Problem: Repeat these records exactly, pictures excluded.

Point-per-instance localization data
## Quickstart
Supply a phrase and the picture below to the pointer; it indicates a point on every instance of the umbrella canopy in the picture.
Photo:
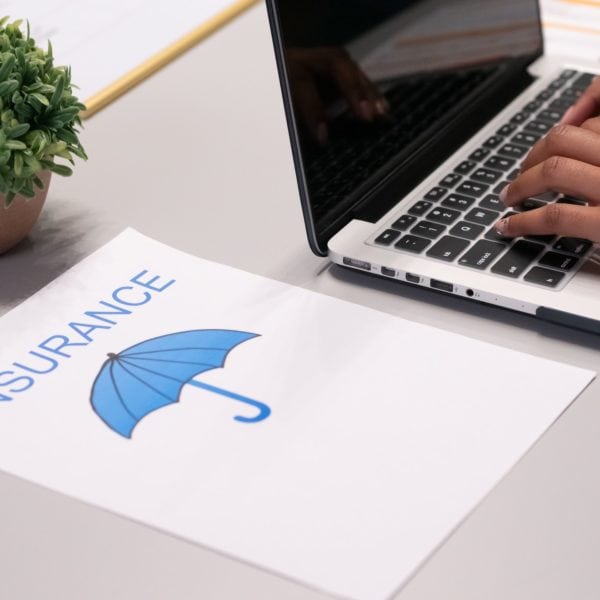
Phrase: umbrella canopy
(152, 374)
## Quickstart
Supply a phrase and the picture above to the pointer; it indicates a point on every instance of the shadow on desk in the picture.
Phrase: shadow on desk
(446, 302)
(60, 239)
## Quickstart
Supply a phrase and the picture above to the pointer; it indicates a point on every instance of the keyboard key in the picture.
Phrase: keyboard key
(420, 208)
(560, 104)
(520, 117)
(550, 115)
(525, 138)
(445, 216)
(538, 127)
(517, 259)
(450, 180)
(544, 239)
(557, 83)
(500, 187)
(465, 167)
(545, 95)
(529, 204)
(387, 237)
(494, 236)
(482, 254)
(573, 245)
(500, 163)
(571, 94)
(428, 229)
(404, 222)
(436, 193)
(479, 154)
(532, 106)
(506, 129)
(583, 81)
(486, 175)
(568, 73)
(412, 243)
(448, 248)
(469, 231)
(482, 216)
(545, 277)
(472, 188)
(458, 202)
(513, 150)
(563, 262)
(546, 196)
(492, 202)
(571, 200)
(493, 142)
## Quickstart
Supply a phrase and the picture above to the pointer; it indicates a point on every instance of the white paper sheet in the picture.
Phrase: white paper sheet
(383, 434)
(572, 28)
(103, 40)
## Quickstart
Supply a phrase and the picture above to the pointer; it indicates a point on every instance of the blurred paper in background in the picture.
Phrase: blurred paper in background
(112, 45)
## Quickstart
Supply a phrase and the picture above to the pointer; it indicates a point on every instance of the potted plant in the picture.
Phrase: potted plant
(39, 116)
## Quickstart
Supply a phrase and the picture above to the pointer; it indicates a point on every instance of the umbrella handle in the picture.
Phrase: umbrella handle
(264, 410)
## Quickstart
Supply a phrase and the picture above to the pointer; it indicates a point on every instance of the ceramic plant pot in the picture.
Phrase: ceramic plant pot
(17, 220)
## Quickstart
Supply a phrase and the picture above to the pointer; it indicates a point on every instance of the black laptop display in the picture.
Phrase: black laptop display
(380, 91)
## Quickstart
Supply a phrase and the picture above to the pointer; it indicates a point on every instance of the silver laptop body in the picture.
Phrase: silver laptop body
(411, 194)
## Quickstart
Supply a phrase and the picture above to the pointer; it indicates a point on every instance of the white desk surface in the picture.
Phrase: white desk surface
(198, 157)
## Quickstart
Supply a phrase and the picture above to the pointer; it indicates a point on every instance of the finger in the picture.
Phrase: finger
(375, 95)
(310, 105)
(592, 124)
(559, 219)
(569, 141)
(350, 82)
(587, 106)
(559, 174)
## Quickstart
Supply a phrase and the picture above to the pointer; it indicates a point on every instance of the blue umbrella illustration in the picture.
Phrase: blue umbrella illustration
(152, 374)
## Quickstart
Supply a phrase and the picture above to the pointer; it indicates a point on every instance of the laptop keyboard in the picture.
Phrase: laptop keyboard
(453, 222)
(351, 158)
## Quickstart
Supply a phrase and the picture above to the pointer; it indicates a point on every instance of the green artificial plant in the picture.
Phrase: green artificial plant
(39, 114)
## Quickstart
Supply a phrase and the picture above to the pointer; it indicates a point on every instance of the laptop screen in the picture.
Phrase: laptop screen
(369, 81)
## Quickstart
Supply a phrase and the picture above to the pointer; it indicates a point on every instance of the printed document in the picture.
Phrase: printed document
(318, 439)
(103, 40)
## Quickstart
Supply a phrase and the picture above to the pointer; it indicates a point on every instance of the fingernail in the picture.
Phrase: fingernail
(567, 115)
(381, 107)
(322, 133)
(501, 226)
(365, 110)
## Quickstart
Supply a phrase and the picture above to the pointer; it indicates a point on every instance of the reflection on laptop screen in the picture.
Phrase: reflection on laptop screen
(370, 79)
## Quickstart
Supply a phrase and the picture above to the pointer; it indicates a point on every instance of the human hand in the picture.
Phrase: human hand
(567, 160)
(313, 69)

Solution for this problem:
## Quickstart
Supply a phrase and the picture below to the pointer; it indicates a point on every instance of the umbrella canopy in the picture.
Photo:
Phrase: umbrella canopy
(152, 374)
## Quickstart
Supply a phrase and the picture above to the pointer; it indicates a point on every instance of the shadow on desk in the picture.
Phrase: shadow on desk
(446, 302)
(60, 239)
## Quickstart
Supply a phrase and the picture above to the pointer; it indicates a point on every instance of the keyboard key in the picture.
Phrase: keyboard key
(420, 208)
(560, 104)
(520, 117)
(550, 115)
(525, 138)
(445, 216)
(538, 127)
(517, 259)
(450, 180)
(544, 239)
(557, 83)
(500, 187)
(465, 167)
(545, 95)
(529, 204)
(387, 237)
(494, 236)
(482, 254)
(573, 245)
(500, 163)
(571, 94)
(428, 229)
(404, 222)
(436, 193)
(479, 154)
(532, 106)
(506, 129)
(583, 81)
(486, 175)
(568, 73)
(412, 243)
(448, 248)
(469, 231)
(482, 216)
(545, 277)
(472, 188)
(458, 202)
(513, 150)
(563, 262)
(546, 196)
(492, 202)
(571, 200)
(493, 142)
## Quickstart
Supply a phrase and the picture above to the pointer; it indicates a point on every instance of the white paper sheet in the picture.
Phrase: white paper sheet
(383, 434)
(572, 28)
(103, 40)
## Quickstart
Supply a phrase and the picture above to the pointer; it indicates a point on every instance of the blurred paper in background in the picture.
Phrase: blurred paper in background
(112, 45)
## Quickstart
Supply a phrase and the picture above to the pointer; it indicates a point on every instance of the potted plant in the picture.
Phrase: potted plant
(39, 116)
## Quickstart
Supply a phrase and the picture above to the pointer; it indicates a point on every instance of the umbrella handle in the picture.
Phrase: umbrella handle
(264, 410)
## Quickstart
Supply a phrase and the picture above to the pointer; it indicates a point on every instance of the ceramic plant pot in the picture.
Phrase: ceramic plant pot
(17, 220)
## Quickstart
Supply a phrase and the picture above to the pointer; it indicates a point on every instance of the black laptop display in the picture.
Phrase: black laptop display
(380, 91)
## Quickstart
Supply a phrase and the picture above to the pointer; it indicates a point on every instance of the silver laptop body in the picture.
Phrase: silver laptop body
(411, 194)
## Quickstart
Supply a phrase and the picture above to the pointer; it indicates a point on every instance of the white desk surface in the picture.
Phrase: white desk surface
(198, 157)
## Quickstart
Supply a phrase and the picture above to the pointer; it indicates a point on every instance of the finger in the picture.
Phrase: finger
(375, 95)
(310, 105)
(592, 124)
(559, 219)
(569, 141)
(350, 82)
(587, 106)
(559, 174)
## Quickstart
Supply a phrase and the picture above to the pointer; it indicates a point on every instance of the blue umbrella illustration in the picture.
Phrase: blue umbrella illustration
(152, 374)
## Quickstart
Supply a phrase and the picture above to the pointer; it indicates a point on every instance of the laptop keyboard in the picture.
Phrase: laptop keyboard
(453, 222)
(351, 158)
## Quickstart
Supply a phrase and the picture above to the pointer; it indicates a point on every instance of the green artificial plant in the picture.
Phrase: green artificial plant
(39, 114)
## Quickstart
Supply a phrase and the picture above to the pointer; it indicates a point on every instance of the laptop screen in the picture.
Phrase: laptop screen
(369, 81)
## Quickstart
Supply a phrase and the picture above to the pointer; it indicates a point on every instance of the printed document in the picture.
Phrase: printed document
(318, 439)
(103, 40)
## Quickstart
Supply a phrase and the picture above to the pointer; it indicates a point on every instance of the fingernail in the picture.
Phrase: fingernail
(567, 115)
(381, 107)
(322, 133)
(501, 226)
(365, 110)
## Quickstart
Supply a phrase and the picture above to the pointer; it indicates a point on every instance of the reflection on laptop screen in the picture.
Phrase: reflection on laptop screen
(370, 79)
## Quickstart
Supply a phrase and the picture above to the pointer; it indicates a point on every instance of the human hand in the picture.
Phrase: human hand
(567, 160)
(313, 69)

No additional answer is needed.